> [WHAT THE TASK REQUIRES]
The data follows. Retype every entry exactly.

> [DATA EXTRACTS]

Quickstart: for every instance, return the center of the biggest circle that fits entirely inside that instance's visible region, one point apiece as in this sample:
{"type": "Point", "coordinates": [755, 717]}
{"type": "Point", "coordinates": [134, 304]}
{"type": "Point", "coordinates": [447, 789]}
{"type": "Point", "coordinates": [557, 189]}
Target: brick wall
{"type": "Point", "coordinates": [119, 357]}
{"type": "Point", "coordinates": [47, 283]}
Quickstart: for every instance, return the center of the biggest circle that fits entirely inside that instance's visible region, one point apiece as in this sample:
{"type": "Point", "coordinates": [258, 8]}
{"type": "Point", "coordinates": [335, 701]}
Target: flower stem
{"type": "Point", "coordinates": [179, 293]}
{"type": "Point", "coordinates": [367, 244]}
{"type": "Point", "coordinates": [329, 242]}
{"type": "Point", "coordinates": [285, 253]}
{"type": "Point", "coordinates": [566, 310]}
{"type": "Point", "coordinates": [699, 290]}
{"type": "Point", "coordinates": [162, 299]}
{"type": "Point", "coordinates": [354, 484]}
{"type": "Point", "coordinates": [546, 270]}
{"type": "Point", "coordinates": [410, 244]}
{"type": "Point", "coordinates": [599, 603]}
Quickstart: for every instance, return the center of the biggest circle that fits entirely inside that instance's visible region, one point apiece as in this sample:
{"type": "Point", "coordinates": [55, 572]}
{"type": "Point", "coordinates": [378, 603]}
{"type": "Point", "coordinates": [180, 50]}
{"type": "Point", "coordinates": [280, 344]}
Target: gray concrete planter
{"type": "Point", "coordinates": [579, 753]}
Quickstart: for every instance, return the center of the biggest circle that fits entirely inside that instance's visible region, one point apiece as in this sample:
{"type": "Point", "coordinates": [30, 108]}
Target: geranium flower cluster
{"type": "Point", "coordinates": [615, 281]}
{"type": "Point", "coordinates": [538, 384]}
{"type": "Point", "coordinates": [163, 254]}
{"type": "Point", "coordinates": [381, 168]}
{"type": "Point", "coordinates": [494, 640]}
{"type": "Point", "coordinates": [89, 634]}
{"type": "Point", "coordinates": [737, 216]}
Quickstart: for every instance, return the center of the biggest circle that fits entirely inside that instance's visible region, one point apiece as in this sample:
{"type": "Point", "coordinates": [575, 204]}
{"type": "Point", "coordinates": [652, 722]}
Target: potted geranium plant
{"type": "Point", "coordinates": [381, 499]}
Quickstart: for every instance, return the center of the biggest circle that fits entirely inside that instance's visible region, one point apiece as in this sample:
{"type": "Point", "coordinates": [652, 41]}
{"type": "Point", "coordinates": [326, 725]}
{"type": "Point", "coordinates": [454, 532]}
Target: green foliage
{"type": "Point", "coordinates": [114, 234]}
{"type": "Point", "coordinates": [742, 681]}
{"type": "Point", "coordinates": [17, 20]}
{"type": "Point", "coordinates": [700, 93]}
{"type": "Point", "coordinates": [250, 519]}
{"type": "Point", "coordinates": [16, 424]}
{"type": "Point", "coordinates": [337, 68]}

> [RESPONSE TO THE TASK]
Quickstart: for every instance, return the center of the biggest circle that fits entirely inside that instance's visible region, one point apiece as in this sample:
{"type": "Point", "coordinates": [755, 717]}
{"type": "Point", "coordinates": [134, 304]}
{"type": "Point", "coordinates": [447, 789]}
{"type": "Point", "coordinates": [557, 189]}
Target: brick wall
{"type": "Point", "coordinates": [119, 357]}
{"type": "Point", "coordinates": [47, 283]}
Quickstart: for every instance, return the center of the biggest circle that fits entirely inside that instance's visible region, one point apiece as in this sample:
{"type": "Point", "coordinates": [258, 8]}
{"type": "Point", "coordinates": [335, 701]}
Target: flower stem
{"type": "Point", "coordinates": [179, 293]}
{"type": "Point", "coordinates": [367, 244]}
{"type": "Point", "coordinates": [329, 242]}
{"type": "Point", "coordinates": [285, 253]}
{"type": "Point", "coordinates": [566, 310]}
{"type": "Point", "coordinates": [699, 290]}
{"type": "Point", "coordinates": [162, 299]}
{"type": "Point", "coordinates": [354, 484]}
{"type": "Point", "coordinates": [546, 270]}
{"type": "Point", "coordinates": [410, 244]}
{"type": "Point", "coordinates": [599, 603]}
Quickstart: for every instance, return the center of the biggest circle that fits entirely inside that instance's visible region, one point apiece as in this sample:
{"type": "Point", "coordinates": [55, 572]}
{"type": "Point", "coordinates": [378, 603]}
{"type": "Point", "coordinates": [180, 50]}
{"type": "Point", "coordinates": [280, 344]}
Target: gray concrete planter
{"type": "Point", "coordinates": [579, 753]}
Quickstart: for every instance, return the center of the biggest circle that fits entirely inside that instance's visible region, one point apiece as in this sample:
{"type": "Point", "coordinates": [30, 108]}
Target: geranium flower cluster
{"type": "Point", "coordinates": [615, 281]}
{"type": "Point", "coordinates": [538, 384]}
{"type": "Point", "coordinates": [163, 254]}
{"type": "Point", "coordinates": [381, 168]}
{"type": "Point", "coordinates": [494, 640]}
{"type": "Point", "coordinates": [89, 634]}
{"type": "Point", "coordinates": [737, 216]}
Quickstart: for every instance, return the center of the biggest circle that fits entirely inside that instance's visible region, one point apiece as in this sample:
{"type": "Point", "coordinates": [575, 204]}
{"type": "Point", "coordinates": [652, 722]}
Target: potted geranium plant
{"type": "Point", "coordinates": [381, 499]}
Quickstart: for every instance, return the center of the biggest circle that fits entirely inside that instance's visible region, one point apiece as in this sample:
{"type": "Point", "coordinates": [652, 41]}
{"type": "Point", "coordinates": [326, 725]}
{"type": "Point", "coordinates": [454, 532]}
Target: green foliage
{"type": "Point", "coordinates": [114, 234]}
{"type": "Point", "coordinates": [742, 681]}
{"type": "Point", "coordinates": [17, 20]}
{"type": "Point", "coordinates": [700, 93]}
{"type": "Point", "coordinates": [250, 519]}
{"type": "Point", "coordinates": [16, 424]}
{"type": "Point", "coordinates": [337, 68]}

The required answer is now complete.